Input records >>
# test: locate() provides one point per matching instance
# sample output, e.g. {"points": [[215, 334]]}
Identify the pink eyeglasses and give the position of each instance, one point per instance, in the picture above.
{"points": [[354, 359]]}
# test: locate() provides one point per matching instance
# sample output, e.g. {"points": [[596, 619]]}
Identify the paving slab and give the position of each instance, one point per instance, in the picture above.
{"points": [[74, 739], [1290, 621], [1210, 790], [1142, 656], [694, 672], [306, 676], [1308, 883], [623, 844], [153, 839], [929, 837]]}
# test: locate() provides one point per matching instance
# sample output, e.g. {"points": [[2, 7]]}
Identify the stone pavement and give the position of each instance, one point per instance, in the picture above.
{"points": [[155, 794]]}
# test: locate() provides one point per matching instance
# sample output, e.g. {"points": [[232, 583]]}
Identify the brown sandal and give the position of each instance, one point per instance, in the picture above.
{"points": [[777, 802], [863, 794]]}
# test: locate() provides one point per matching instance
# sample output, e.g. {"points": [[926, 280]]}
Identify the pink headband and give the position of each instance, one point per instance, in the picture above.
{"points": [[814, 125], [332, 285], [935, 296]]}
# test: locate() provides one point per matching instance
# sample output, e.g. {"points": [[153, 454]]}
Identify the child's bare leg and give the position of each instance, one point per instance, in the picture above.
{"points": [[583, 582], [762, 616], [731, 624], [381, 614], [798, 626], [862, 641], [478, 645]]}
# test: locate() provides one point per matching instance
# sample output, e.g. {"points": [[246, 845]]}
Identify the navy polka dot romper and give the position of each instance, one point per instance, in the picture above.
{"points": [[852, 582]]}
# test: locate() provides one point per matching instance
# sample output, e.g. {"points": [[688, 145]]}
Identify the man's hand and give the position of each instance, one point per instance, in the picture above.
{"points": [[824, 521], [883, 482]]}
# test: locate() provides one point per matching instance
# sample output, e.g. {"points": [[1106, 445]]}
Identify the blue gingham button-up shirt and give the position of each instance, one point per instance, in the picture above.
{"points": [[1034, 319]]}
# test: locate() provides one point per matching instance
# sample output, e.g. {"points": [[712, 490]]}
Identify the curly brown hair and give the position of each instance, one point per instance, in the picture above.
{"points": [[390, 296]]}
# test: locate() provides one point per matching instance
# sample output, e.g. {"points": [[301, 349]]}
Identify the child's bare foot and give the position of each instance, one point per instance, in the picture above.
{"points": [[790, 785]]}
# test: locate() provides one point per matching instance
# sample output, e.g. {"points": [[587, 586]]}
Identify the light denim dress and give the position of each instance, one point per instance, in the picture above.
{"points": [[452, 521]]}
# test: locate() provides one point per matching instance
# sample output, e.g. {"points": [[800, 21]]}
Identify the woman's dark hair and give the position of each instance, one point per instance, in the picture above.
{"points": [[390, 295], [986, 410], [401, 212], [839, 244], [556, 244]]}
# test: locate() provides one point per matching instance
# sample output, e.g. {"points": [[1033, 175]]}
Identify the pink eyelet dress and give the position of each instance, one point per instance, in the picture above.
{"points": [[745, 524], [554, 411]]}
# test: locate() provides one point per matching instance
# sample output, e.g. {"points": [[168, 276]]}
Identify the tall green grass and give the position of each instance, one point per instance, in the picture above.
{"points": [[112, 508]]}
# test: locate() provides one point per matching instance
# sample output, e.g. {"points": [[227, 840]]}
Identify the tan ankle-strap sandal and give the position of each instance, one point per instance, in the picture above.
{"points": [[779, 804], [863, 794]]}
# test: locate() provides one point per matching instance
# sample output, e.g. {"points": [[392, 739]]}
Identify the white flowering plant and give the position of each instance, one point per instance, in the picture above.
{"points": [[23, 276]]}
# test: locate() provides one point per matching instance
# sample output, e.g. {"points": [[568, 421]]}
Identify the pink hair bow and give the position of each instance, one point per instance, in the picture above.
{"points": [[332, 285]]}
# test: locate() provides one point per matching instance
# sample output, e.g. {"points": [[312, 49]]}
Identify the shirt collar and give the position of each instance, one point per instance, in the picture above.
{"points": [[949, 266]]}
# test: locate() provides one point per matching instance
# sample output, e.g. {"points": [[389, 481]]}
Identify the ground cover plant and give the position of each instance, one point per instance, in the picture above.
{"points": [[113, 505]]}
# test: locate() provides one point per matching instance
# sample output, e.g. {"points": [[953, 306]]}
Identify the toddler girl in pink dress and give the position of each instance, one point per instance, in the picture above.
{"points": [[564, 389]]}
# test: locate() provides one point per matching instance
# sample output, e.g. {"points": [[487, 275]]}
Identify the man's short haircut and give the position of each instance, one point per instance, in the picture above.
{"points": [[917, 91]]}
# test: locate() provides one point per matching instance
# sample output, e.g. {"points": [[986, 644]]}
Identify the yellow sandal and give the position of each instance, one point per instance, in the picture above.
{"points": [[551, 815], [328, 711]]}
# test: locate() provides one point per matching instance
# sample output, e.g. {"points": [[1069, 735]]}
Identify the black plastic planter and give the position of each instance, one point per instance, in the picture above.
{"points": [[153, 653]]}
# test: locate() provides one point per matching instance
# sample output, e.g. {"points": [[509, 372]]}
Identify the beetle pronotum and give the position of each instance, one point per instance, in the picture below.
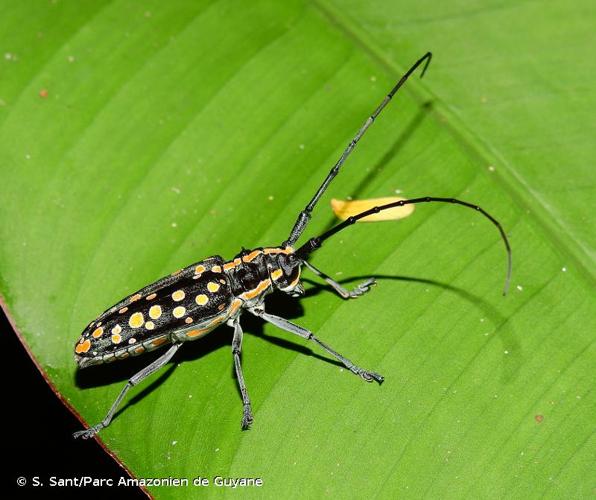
{"points": [[195, 300]]}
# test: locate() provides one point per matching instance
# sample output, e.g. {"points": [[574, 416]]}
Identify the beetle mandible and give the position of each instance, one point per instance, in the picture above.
{"points": [[192, 302]]}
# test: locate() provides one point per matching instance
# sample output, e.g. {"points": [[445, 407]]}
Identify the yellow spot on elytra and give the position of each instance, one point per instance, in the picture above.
{"points": [[83, 346], [158, 341], [98, 332], [344, 209], [194, 333], [136, 320], [154, 312]]}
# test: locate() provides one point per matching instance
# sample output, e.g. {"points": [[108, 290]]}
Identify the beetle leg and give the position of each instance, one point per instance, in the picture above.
{"points": [[344, 293], [286, 325], [134, 380], [247, 417]]}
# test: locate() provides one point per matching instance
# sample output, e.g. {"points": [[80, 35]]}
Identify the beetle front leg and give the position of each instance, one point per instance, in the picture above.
{"points": [[344, 293], [288, 326], [247, 417], [134, 380]]}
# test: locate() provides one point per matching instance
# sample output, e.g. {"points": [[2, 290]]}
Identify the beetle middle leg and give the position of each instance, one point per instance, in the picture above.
{"points": [[288, 326], [134, 380], [247, 417], [344, 293]]}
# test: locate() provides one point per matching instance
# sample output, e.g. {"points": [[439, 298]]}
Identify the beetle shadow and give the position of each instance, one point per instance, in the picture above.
{"points": [[402, 139]]}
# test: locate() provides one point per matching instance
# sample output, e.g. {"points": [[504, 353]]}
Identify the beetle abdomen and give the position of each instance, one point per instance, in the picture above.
{"points": [[182, 306]]}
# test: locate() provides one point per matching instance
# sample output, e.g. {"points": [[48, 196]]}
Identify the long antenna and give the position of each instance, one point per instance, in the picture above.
{"points": [[305, 215], [314, 243]]}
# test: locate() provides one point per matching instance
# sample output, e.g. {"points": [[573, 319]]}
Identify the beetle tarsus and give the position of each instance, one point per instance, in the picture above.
{"points": [[371, 376], [87, 433], [247, 418], [362, 288]]}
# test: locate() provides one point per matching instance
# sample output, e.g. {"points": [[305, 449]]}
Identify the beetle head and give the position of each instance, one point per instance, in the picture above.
{"points": [[285, 276]]}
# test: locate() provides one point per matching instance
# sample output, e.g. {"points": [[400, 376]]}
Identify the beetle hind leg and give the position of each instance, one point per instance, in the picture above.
{"points": [[288, 326], [344, 293], [247, 417]]}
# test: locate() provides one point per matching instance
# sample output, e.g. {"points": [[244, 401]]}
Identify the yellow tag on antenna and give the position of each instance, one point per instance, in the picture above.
{"points": [[346, 208]]}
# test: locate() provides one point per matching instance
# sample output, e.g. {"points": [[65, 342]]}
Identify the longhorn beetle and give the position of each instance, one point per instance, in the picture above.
{"points": [[191, 302]]}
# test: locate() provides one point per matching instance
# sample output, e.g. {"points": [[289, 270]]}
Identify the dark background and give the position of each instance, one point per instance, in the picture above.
{"points": [[39, 430]]}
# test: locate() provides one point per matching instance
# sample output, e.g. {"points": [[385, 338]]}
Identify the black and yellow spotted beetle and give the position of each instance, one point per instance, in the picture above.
{"points": [[192, 302]]}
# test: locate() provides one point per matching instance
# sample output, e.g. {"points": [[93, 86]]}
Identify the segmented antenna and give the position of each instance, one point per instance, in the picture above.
{"points": [[314, 243], [305, 215]]}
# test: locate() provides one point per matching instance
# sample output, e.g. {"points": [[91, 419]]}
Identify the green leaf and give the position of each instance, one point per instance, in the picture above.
{"points": [[138, 138]]}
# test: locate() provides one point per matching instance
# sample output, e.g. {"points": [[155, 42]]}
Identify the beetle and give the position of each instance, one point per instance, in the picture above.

The task >> Nothing but the lines from the one containing "Identify the green" through the last line of the listing should be output, each exactly as written.

Answer space >>
Identify the green leaf and give the position of each instance, one point per instance, in the picture above.
{"points": [[138, 138]]}
# test: locate() provides one point per matching instance
# sample output, e.g. {"points": [[155, 42]]}
Identify the beetle and give the position of each instance, one point per instance, in the picture above.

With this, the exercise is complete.